Among black Americans, Staniland argues, knowledge about Africa was quite sparse in the early 1950s, despite the earlier efforts of leaders like Marcus Garvey and W. E. B. Du Bois. For a fair number, colonized Africa was a source of embarrassment. “What is Africa to me?”Countee Cullen had said. And Roger Wilkins, recalling his youth, wrote later that “to identify with the black clods of Tarzan’s Africa never entered my mind.” But with the emergence after 1957 of what an ecstatic Ebony described as “pipe-smoking, cultivated African leaders who wore Bond Street tweeds and carry briefcases,” Africa quickly came to be something enviable and admirable—at a time when the civil rights struggle was entering its most perilous days.

Yet it was also a cause of deep tension, for two main reasons. By the later 1960s some black Americans felt that many African regimes ruled by methods that the civil rights movement was courageously opposing in the South. Andrew Young, for example, spoke of “massive violations of human rights and destruction of people” in Amin’s Uganda. Richard Gibson strongly criticized those who “prefer to sink into easy fantasies about the homeland of their ancestors. In the fantasies of those who have never touched its soil, Africa is a continent peopled with Mau Mau generals, steel-nerved freedom fighters, and militant masses marching against Whitey. This never-never world, of course, does not exist.” And the actor Geoffrey Holder lampooned what he called the “Awful Afro Trend” and “Love Thy African Neighbor Time.” (These are just a few of Staniland’s examples.)


African independence, moreover, inspired a pan-racial, implicitly separatist and nationalist current among American blacks, which emphasized the similarity between colonialism in Africa and white racist domination in the United States. This stance was perhaps most succinctly expressed by Harold Cruse, who wrote that “from the nationalist point of view, the nature of economic, cultural, and political exploitation common to the Negro experience in the United States differs from pure colonialism only in that the Negro maintains a formal kind of halfway citizenship within the nation’s geographical boundaries.” Out of this current there later grew the ideology of Black Power, with its hostility to, and contempt for, the older, integrationist, “we’re-all-Americans” thinking of the NAACP, Martin Luther King, and Ebony. 

For much of the period between 1955 and 1970, the “Left” in America—let alone the intellectual left—was a thoroughly marginalized minority. The witch hunts of the McCarthy era, the advent of the national security state, and post-Korea cold war thinking, combined with (at the least) violent Soviet repression in East Germany and Hungary, had destroyed an earlier, quite vigorous leftist intellectual culture. For a long while, the Monthly Review and Dissent remained the only outlets for independent Marxist-oriented intellectuals. Not until the era of the Vietnam War (toward the end of Staniland’s period) did an energetic, self-confident New Left come into existence.

» DATA RECORDS
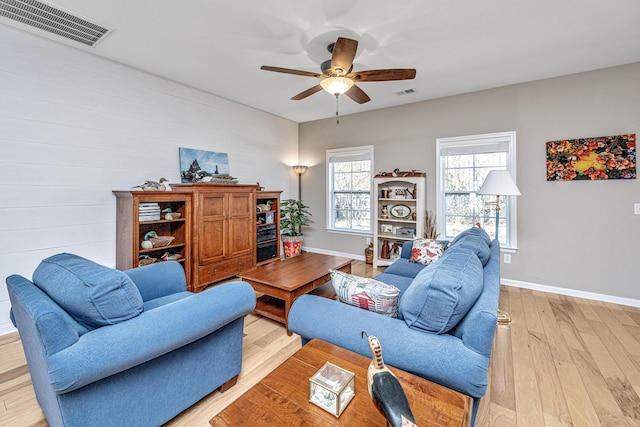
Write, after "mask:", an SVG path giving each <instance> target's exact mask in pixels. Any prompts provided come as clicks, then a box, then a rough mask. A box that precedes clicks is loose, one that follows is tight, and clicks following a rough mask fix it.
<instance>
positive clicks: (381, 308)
mask: <svg viewBox="0 0 640 427" xmlns="http://www.w3.org/2000/svg"><path fill="white" fill-rule="evenodd" d="M329 272H330V273H331V283H332V284H333V288H334V289H335V291H336V295H338V299H339V300H340V301H341V302H343V303H345V304H349V305H353V306H355V307H359V308H363V309H365V310H369V311H374V312H376V313H379V314H383V315H385V316H389V317H397V316H398V296H399V295H400V290H399V289H398V288H396V287H395V286H393V285H388V284H386V283H383V282H380V281H378V280H375V279H369V278H366V277H359V276H354V275H352V274H347V273H343V272H342V271H338V270H329Z"/></svg>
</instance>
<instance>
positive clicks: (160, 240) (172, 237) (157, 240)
mask: <svg viewBox="0 0 640 427" xmlns="http://www.w3.org/2000/svg"><path fill="white" fill-rule="evenodd" d="M174 240H175V237H173V236H158V237H153V238H151V239H149V241H150V242H151V244H152V245H153V247H154V248H161V247H163V246H168V245H170V244H171V243H172V242H173V241H174Z"/></svg>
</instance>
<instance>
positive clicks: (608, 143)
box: [546, 133, 636, 181]
mask: <svg viewBox="0 0 640 427" xmlns="http://www.w3.org/2000/svg"><path fill="white" fill-rule="evenodd" d="M546 148H547V181H579V180H590V181H596V180H611V179H636V134H635V133H632V134H624V135H612V136H599V137H592V138H578V139H563V140H557V141H548V142H547V144H546Z"/></svg>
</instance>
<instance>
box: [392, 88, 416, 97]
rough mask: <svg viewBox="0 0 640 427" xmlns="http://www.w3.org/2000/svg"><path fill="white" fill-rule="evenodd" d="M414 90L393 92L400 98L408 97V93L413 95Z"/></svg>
mask: <svg viewBox="0 0 640 427" xmlns="http://www.w3.org/2000/svg"><path fill="white" fill-rule="evenodd" d="M414 92H415V90H413V89H404V90H399V91H397V92H394V93H395V94H396V95H398V96H400V95H409V94H410V93H414Z"/></svg>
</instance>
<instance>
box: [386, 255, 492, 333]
mask: <svg viewBox="0 0 640 427" xmlns="http://www.w3.org/2000/svg"><path fill="white" fill-rule="evenodd" d="M482 286H483V270H482V263H481V262H480V260H479V259H478V257H477V256H476V254H475V253H474V252H473V251H471V250H469V249H466V248H462V247H454V248H449V249H447V250H446V251H445V253H444V255H442V257H441V258H440V259H439V260H438V261H436V262H434V263H432V264H431V265H430V266H429V267H427V268H425V269H424V270H422V271H421V272H420V273H419V274H418V275H417V276H416V278H415V279H413V282H412V283H411V285H410V286H409V288H408V289H407V290H406V291H405V292H404V293H403V294H402V297H401V298H400V306H399V309H398V310H399V313H398V317H399V318H402V319H404V321H405V322H406V323H407V325H408V326H409V327H410V328H413V329H419V330H422V331H426V332H433V333H436V334H443V333H447V332H449V331H450V330H451V329H453V328H454V327H455V326H456V325H457V324H458V322H460V320H462V318H463V317H464V316H465V315H466V314H467V312H468V311H469V309H470V308H471V307H472V306H473V304H475V302H476V300H477V299H478V297H479V296H480V293H481V292H482Z"/></svg>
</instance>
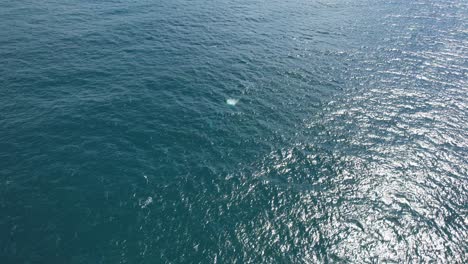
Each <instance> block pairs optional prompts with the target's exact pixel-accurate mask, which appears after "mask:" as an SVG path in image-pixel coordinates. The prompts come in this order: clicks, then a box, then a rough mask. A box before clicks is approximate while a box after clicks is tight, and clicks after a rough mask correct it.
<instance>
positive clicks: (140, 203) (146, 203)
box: [140, 196, 153, 209]
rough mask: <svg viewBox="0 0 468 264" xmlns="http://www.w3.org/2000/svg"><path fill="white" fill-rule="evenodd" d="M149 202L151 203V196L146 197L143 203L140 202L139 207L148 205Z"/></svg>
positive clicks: (147, 205) (146, 205) (152, 200)
mask: <svg viewBox="0 0 468 264" xmlns="http://www.w3.org/2000/svg"><path fill="white" fill-rule="evenodd" d="M151 203H153V197H151V196H150V197H148V199H146V200H145V201H144V202H143V203H140V206H141V208H142V209H143V208H145V207H146V206H148V205H150V204H151Z"/></svg>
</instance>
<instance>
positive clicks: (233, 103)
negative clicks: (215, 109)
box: [226, 98, 239, 105]
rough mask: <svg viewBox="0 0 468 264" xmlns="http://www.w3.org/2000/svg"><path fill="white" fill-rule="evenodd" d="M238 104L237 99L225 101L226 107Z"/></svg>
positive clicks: (237, 101)
mask: <svg viewBox="0 0 468 264" xmlns="http://www.w3.org/2000/svg"><path fill="white" fill-rule="evenodd" d="M238 102H239V99H234V98H229V99H227V100H226V104H228V105H236V104H237V103H238Z"/></svg>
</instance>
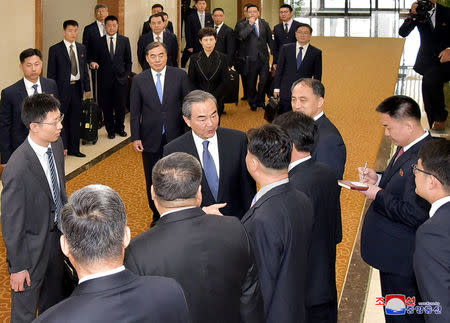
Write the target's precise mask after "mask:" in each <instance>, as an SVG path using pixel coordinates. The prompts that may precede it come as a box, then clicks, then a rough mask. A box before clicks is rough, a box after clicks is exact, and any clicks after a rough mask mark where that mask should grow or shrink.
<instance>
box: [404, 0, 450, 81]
mask: <svg viewBox="0 0 450 323" xmlns="http://www.w3.org/2000/svg"><path fill="white" fill-rule="evenodd" d="M435 16H436V18H435V21H436V23H435V27H433V23H432V22H431V20H427V21H425V22H418V21H416V20H412V19H405V21H404V22H403V24H402V25H401V26H400V30H399V34H400V36H402V37H406V36H408V35H409V33H410V32H411V31H412V30H413V29H414V28H415V27H417V29H418V30H419V33H420V48H419V51H418V53H417V58H416V62H415V64H414V70H415V71H416V72H417V73H419V74H421V75H423V74H424V73H425V71H427V70H428V69H429V68H430V67H432V66H433V65H439V66H442V64H441V63H440V61H439V57H438V55H439V53H440V52H441V51H442V50H444V49H446V48H449V47H450V8H449V7H445V6H442V5H440V4H436V11H435ZM444 65H447V66H448V65H449V63H444Z"/></svg>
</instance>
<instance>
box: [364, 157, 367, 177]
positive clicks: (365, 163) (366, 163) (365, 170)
mask: <svg viewBox="0 0 450 323" xmlns="http://www.w3.org/2000/svg"><path fill="white" fill-rule="evenodd" d="M366 170H367V161H366V163H365V164H364V169H363V180H365V179H366Z"/></svg>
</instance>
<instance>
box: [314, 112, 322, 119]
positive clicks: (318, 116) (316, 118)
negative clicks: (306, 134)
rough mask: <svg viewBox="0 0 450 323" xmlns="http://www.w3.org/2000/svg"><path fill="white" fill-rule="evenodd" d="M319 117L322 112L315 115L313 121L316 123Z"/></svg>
mask: <svg viewBox="0 0 450 323" xmlns="http://www.w3.org/2000/svg"><path fill="white" fill-rule="evenodd" d="M321 116H323V111H322V112H320V113H319V114H318V115H316V116H314V118H313V119H314V121H317V120H319V118H320V117H321Z"/></svg>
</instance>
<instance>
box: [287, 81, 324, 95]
mask: <svg viewBox="0 0 450 323" xmlns="http://www.w3.org/2000/svg"><path fill="white" fill-rule="evenodd" d="M300 83H302V84H305V85H306V86H308V87H310V88H311V89H312V90H313V93H314V95H315V96H317V97H319V98H325V87H324V86H323V84H322V82H320V81H319V80H316V79H311V78H301V79H298V80H297V81H295V82H294V83H293V84H292V86H291V93H292V91H293V90H294V88H295V87H296V86H297V85H298V84H300Z"/></svg>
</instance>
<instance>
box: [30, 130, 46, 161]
mask: <svg viewBox="0 0 450 323" xmlns="http://www.w3.org/2000/svg"><path fill="white" fill-rule="evenodd" d="M27 139H28V143H29V144H30V146H31V148H33V150H34V152H35V153H36V155H38V156H41V157H45V154H46V153H47V150H48V149H49V148H51V147H52V146H51V144H50V143H49V144H48V146H47V147H43V146H41V145H38V144H37V143H35V142H34V141H33V139H31V137H30V135H28V138H27Z"/></svg>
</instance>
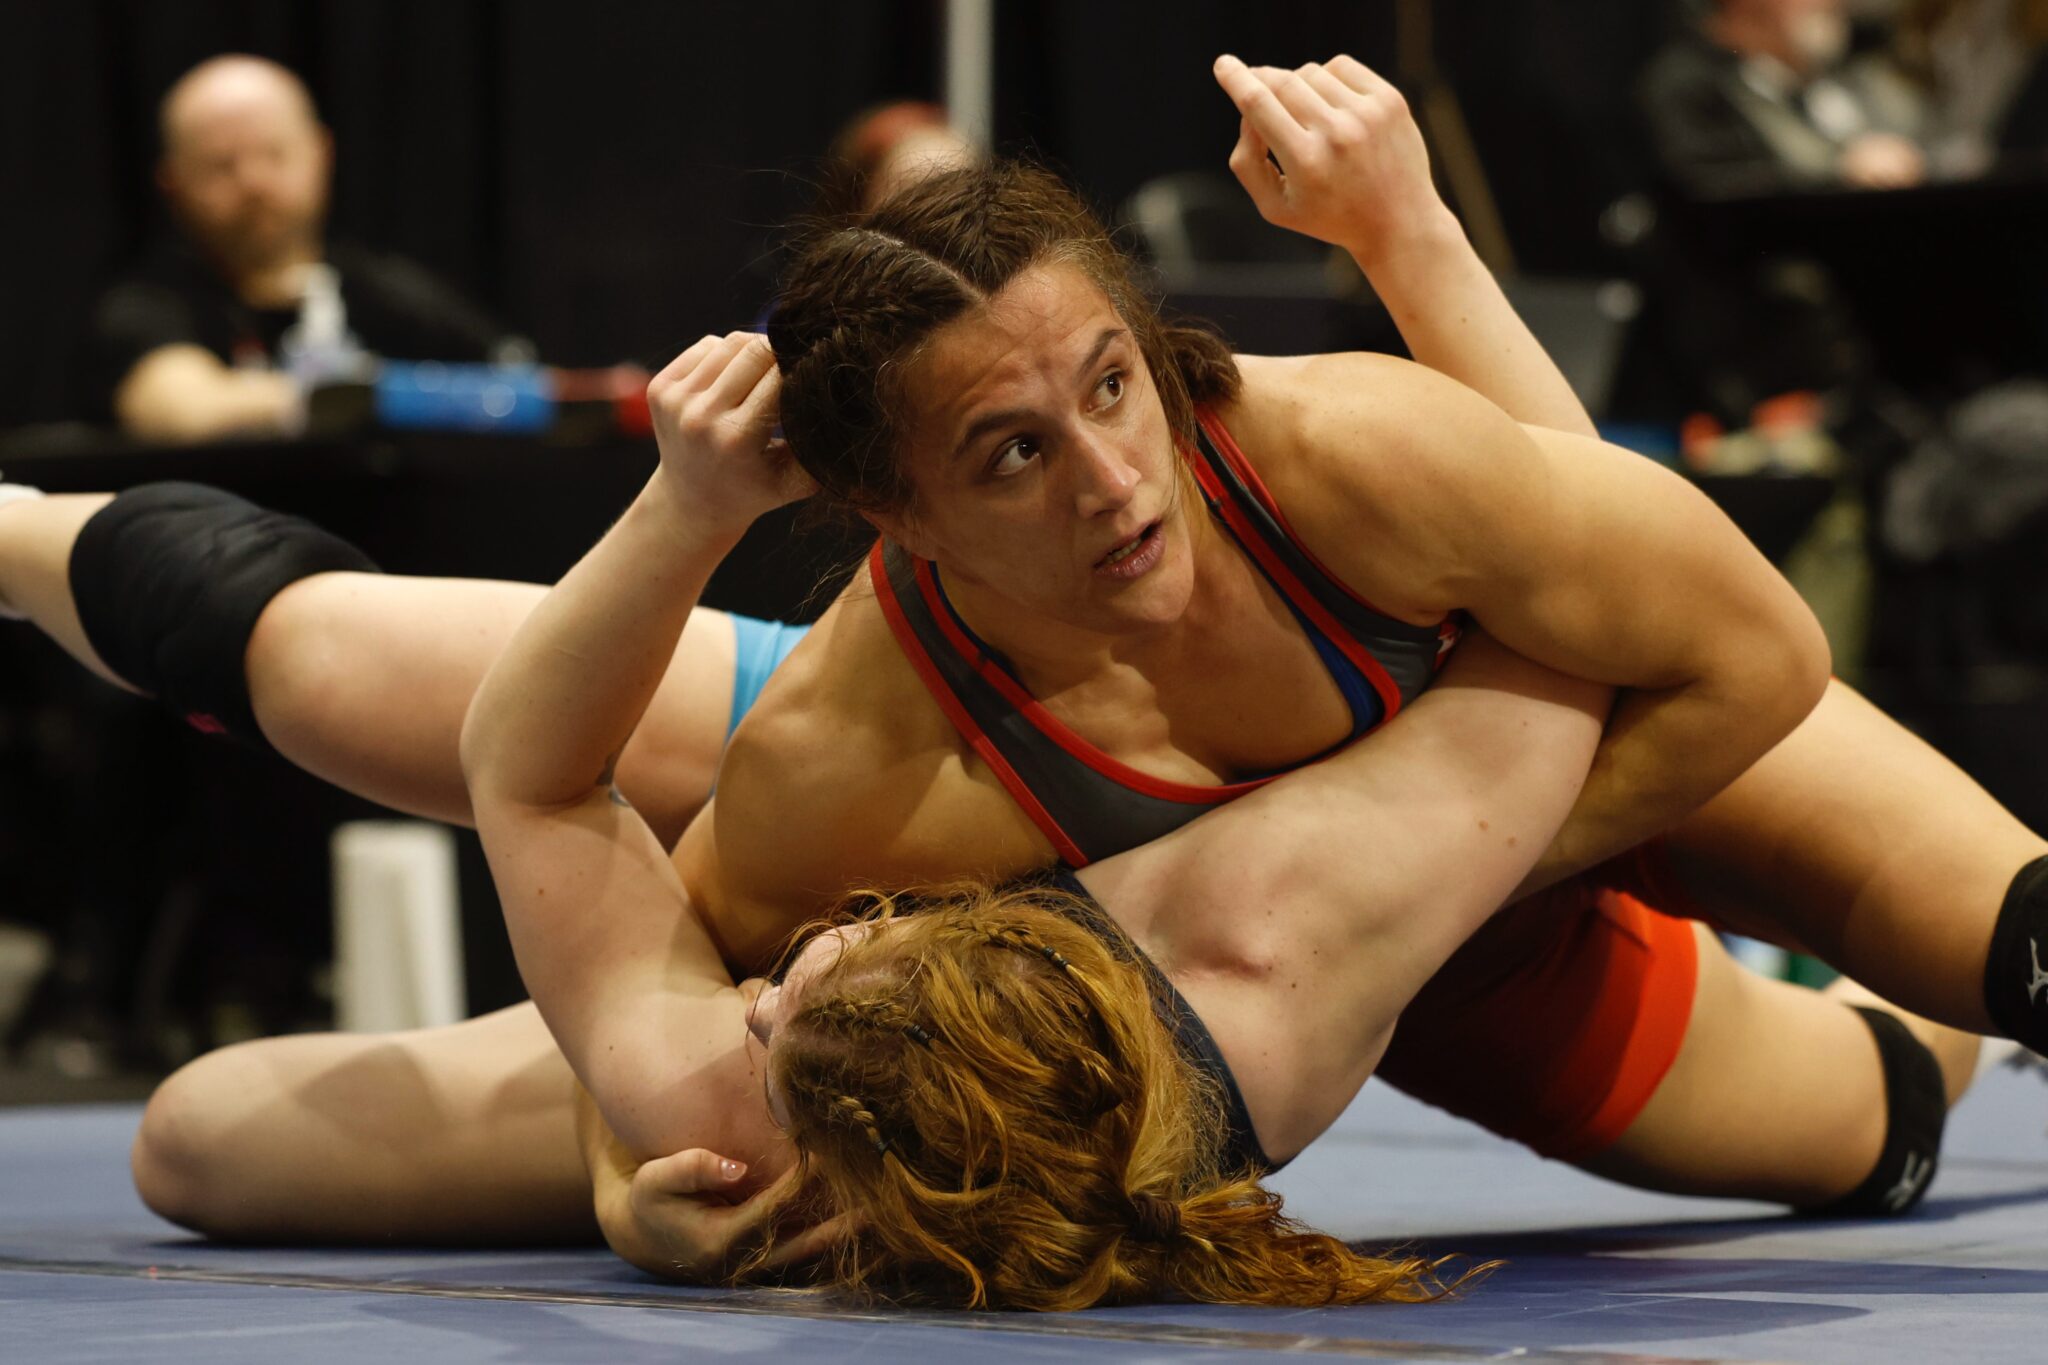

» EXERCISE REQUIREMENTS
(1) In the text about American views of Africa, why had the earlier leftist intellectual culture in America been destroyed? Answer in one to three sentences.
(2) Carry on the text about American views of Africa from the point where it stops.
The entries are not needed for this work.

» EXPECTED RESULTS
(1) It had been destroyed by the witch hunts of the McCarthy era, the advent of the national security state, and post-Korea cold war thinking. These combined with violent Soviet repression in East Germany and Hungary.

(2)
Energetic it might be, says Staniland, but it still faced a Rorschach blot. “Africa” was above all a site on which “world forces” struggled with each other, and on which (since one understood these forces very well) one did not need to lay frequent foot. The veteran black socialist Alpheus Hunton visited Accra in 1959 and was put off by the nouveau riche luxury of Nkrumah’s new Ambassador Hotel: “Little such modernization [is] as yet under way in the housing of the city’s poorer workers or upcountry.” In Lagos he noted the “new residences of extraordinary sumptuousness in which senior officials and other members of the African upper strata dwell.” But this truth-telling made little impression on Shirley Graham (Du Bois) who, writing from Accra in 1960, saw “the renaissance of the ancient glories of Africa giving flower to the loftiest reaches of Socialism.” In 1964 Herbert Aptheker passed through Accra and was delighted to see that “there are no beggars ... the children have solid frames and clear eyes and are unafraid ...the people ... are consciously seeking to help create a united, free Africa—integrated with socialism.” Alas, poor Ghana. 


Staniland shows, with exemplary sobriety, how the left, like the other American intellectual groups, inscribed its own confusions onto a blank template. Whether, by the late 1960s, Africa was a front-line zone in the struggle between world-revolutionary and world-reactionary forces, whether American leaders were corrupt bureaucratic bourgeoisies or determined opponents of European and American imperialism, whether the future lay with African workers or African peasants, or whether African socialism was a fraud or a unique contribution to the rich diversity of an imminent planetary heaven—it was almost always Africa, almost never Mali, or Benin, or Somalia, or Equatorial Guinea. 

It is here that one notices a curious subterranean handshake between all of Staniland’s ideological groups. In different ways, all agreed that “Africa” exists, while Ghana and Angola do not. Who, by contrast, still seriously believes in an “Asia” above and beyond Ankara, Seoul, Colombo, and Manila? A “Europe” above Tirana, Valletta, Moscow, Reykjavik, and Dublin? A “Latin America” above Paramaribo, Belize, Ciudad Mexico, Lima, and Los Angeles? All these “zones” live mainly as bureaucratic fantasies and ideological conveniences; and have next to nothing to do with the real lives of real people. That “Africa” survives, against reality more energetically than its classmates, strikes one as testimony to the strange way that ignorance can bring racism and the hostility to racism into hidden alliance.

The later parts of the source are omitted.